It's a big weakness of Macs, especially since after Mavericks legacy software and hardware compatibility took a big hit .

now, is there literally something that would prevent you from rolling back or is that just a compatibility issue you are likely to run into?
 
Sure, we're "stuck" with PCIe3 in the nMP 7,1, but I think that's missing the point.
1) PCIe3 implementation is pretty mature these days, so you get most of the theoretical bandwidth delivered
2) The new design offers lots of PCIe3 lanes right to the socket
3) Eventually, PCIe3 x16 will be a meaningful bottleneck - but I'd wager several other components will have to advance two full generations before that's the case for more than 1% of workstation tasks.
 
Eventually, PCIe3 x16 will be a meaningful bottleneck - but I'd wager several other components will have to advance two full generations before that's the case for more than 1% of workstation tasks.

** Material shown **
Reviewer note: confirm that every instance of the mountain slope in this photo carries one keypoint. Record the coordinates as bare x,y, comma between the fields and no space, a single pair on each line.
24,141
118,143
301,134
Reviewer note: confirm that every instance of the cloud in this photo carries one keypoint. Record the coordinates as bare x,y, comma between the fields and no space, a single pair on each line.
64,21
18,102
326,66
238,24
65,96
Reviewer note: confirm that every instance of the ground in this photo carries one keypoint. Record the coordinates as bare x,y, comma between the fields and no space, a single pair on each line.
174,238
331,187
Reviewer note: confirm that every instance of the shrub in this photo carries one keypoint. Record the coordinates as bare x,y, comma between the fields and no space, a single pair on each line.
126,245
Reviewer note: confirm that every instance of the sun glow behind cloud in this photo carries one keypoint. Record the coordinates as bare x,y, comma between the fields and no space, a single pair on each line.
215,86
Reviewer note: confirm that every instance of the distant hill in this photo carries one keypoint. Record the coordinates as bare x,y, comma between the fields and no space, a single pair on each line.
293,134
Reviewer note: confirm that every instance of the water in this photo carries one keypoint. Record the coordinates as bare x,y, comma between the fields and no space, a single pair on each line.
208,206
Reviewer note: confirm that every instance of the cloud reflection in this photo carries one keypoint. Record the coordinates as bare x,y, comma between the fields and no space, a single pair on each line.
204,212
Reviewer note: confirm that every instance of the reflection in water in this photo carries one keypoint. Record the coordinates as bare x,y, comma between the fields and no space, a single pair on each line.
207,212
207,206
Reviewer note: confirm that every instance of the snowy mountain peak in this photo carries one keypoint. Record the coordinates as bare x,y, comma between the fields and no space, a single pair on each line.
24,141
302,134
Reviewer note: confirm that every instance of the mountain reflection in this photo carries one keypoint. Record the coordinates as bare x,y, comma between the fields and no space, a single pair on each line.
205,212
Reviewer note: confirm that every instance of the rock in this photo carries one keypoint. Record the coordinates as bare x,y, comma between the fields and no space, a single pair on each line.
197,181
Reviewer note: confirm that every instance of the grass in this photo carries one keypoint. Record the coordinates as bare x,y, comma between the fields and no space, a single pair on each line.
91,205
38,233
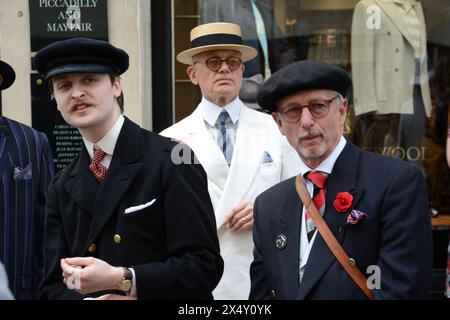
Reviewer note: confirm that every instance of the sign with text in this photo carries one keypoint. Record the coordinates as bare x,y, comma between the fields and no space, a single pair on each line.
50,21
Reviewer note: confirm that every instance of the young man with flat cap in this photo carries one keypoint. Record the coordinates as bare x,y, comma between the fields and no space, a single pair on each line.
123,221
241,149
376,207
26,169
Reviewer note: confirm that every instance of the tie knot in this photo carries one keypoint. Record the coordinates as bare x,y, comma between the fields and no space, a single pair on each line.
319,178
99,154
223,118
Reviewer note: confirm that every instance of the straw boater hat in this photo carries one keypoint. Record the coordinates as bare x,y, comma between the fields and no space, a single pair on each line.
7,75
216,36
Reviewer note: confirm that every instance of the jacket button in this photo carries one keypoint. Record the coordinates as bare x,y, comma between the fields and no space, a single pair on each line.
351,262
117,238
92,248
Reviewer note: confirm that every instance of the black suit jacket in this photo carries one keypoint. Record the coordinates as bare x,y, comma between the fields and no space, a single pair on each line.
26,169
172,244
396,236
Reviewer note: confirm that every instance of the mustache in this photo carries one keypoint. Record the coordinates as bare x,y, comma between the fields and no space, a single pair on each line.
309,134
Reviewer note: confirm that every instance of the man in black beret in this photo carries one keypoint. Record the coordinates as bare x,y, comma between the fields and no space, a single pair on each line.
123,221
26,169
375,206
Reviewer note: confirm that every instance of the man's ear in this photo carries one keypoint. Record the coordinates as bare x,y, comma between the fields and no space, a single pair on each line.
192,73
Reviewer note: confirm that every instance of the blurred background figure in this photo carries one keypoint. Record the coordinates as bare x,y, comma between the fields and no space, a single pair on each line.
5,293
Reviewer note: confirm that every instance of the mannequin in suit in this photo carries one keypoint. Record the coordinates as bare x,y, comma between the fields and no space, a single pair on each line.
26,169
375,206
260,156
242,13
123,220
390,70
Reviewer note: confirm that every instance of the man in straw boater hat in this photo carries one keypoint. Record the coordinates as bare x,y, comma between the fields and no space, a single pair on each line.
122,221
26,169
241,149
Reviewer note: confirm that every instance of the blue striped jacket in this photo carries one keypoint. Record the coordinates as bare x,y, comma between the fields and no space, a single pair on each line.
26,169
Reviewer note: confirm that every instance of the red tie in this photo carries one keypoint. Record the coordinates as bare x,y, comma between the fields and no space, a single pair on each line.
96,167
319,179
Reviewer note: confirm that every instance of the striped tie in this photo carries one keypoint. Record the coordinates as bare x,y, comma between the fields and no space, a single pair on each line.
319,179
223,138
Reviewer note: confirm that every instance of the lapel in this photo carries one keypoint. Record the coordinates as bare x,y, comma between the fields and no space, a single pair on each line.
206,149
392,11
4,133
343,178
244,164
124,166
289,225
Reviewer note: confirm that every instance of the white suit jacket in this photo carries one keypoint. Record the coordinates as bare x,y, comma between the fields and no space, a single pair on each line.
247,177
383,61
5,293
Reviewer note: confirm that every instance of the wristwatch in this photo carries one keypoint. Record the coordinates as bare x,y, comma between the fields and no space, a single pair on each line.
127,282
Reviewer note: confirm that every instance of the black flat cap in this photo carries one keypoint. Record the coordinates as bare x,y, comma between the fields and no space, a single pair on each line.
80,55
7,74
299,76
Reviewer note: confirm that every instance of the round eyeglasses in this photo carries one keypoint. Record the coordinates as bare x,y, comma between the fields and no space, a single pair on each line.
317,108
215,63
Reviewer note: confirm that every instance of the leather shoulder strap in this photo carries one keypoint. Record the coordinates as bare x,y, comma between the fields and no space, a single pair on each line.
333,244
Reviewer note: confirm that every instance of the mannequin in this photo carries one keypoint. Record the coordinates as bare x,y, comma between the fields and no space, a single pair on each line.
390,71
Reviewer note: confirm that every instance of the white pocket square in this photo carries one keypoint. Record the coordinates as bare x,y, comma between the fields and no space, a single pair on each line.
139,207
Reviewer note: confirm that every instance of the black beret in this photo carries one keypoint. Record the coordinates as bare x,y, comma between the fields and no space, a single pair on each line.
8,75
299,76
80,55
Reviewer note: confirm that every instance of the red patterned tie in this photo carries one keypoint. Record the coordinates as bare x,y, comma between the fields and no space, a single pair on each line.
96,167
319,179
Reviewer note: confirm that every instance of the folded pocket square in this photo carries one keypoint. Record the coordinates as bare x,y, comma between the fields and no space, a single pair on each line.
139,207
266,158
23,174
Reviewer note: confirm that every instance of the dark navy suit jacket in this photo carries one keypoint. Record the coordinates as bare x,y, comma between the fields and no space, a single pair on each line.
26,169
396,236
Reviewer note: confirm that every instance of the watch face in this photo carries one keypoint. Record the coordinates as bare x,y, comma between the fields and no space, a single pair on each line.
125,285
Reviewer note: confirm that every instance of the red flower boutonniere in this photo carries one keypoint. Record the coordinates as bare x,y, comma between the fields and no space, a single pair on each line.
343,201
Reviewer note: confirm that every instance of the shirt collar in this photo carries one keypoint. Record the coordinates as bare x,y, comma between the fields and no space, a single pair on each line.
210,112
327,164
108,142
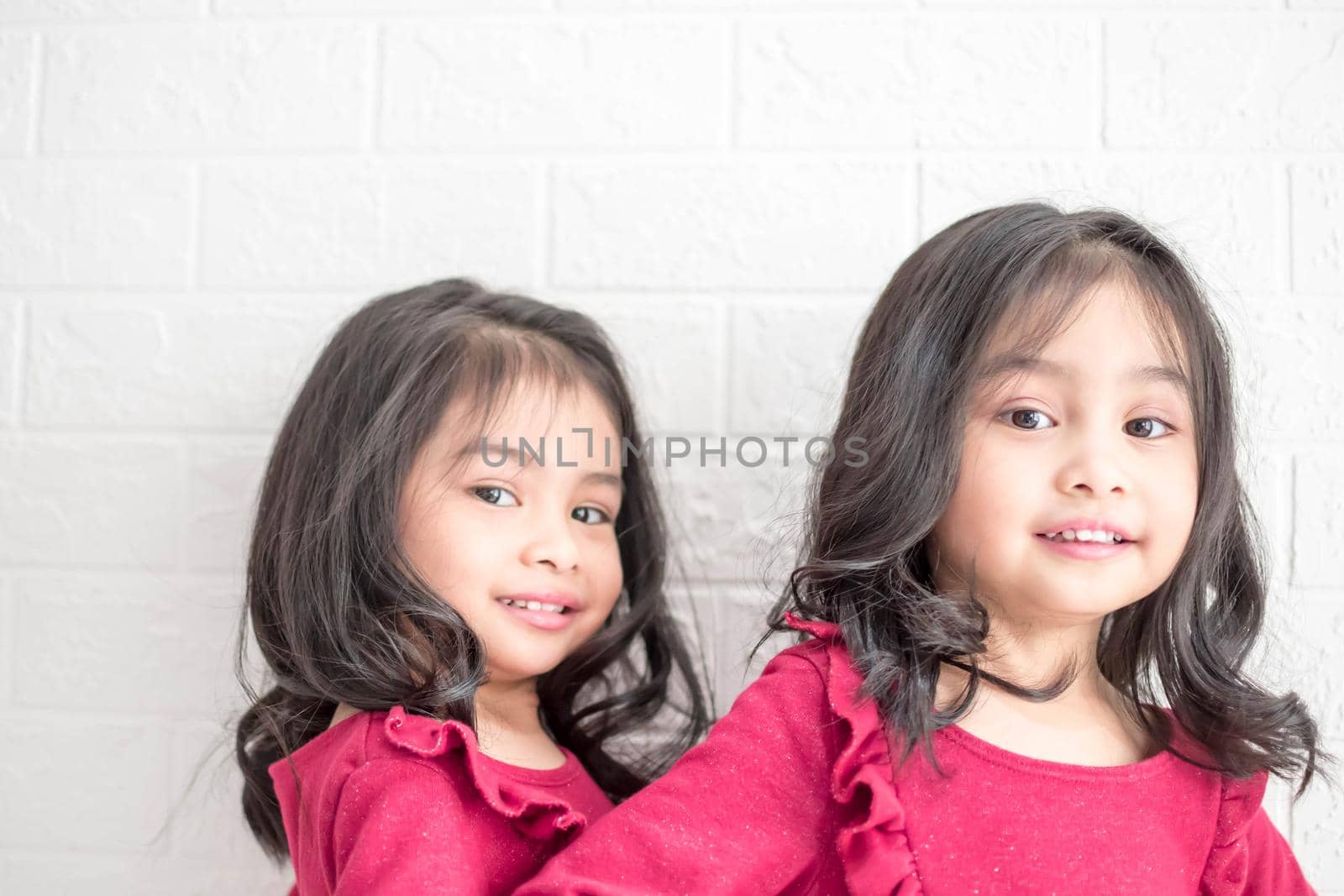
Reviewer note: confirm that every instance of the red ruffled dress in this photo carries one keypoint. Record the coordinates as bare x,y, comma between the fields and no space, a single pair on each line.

** Required work **
a – Show every line of the entries that contains the string "pocket". Case counts.
b – Write what comes next in the forum post about Macs and PCIe3, starting after its last sentence.
The forum post about Macs and PCIe3 and the entries are unrelated material.

** Results for each task **
a –
Reviewer note: confirm that every instance of the white pocket square in this photo carries one keypoint. Record the coordinates as bare x,y, comma between the fields and no space, a single pair on each line.
Reviewer note: confirm that every instance of the folded pocket square in this photo carries one keypoint. Record the coordinates as bare x,y, comma between the fields and no space, a single pair on each line.

b –
GPUs only use a fraction of the total bandwidth in a PCIe3 x16 slot. Most of the people here complaining about it don't need PCIe4. PCIe3 is overpowered for GPUs.

Someday we'll hit the PCIe3 limit. Probably in 10 years people will be here talking about how PCIe3 holds the 2019 Mac Pro back. But for now, PCIe3 is a lot more than most people need.

I think it's like people and HDMI versions where they just have to have the latest even if it's something they'll never use. It's just like people holding out on buying a new receiver because it doesn't support 8k and they're very sure they'll need that someday.

By the time PCIe4 or PCIe5 becomes really necessary, the rest of your Mac Pro will be outdated anyway.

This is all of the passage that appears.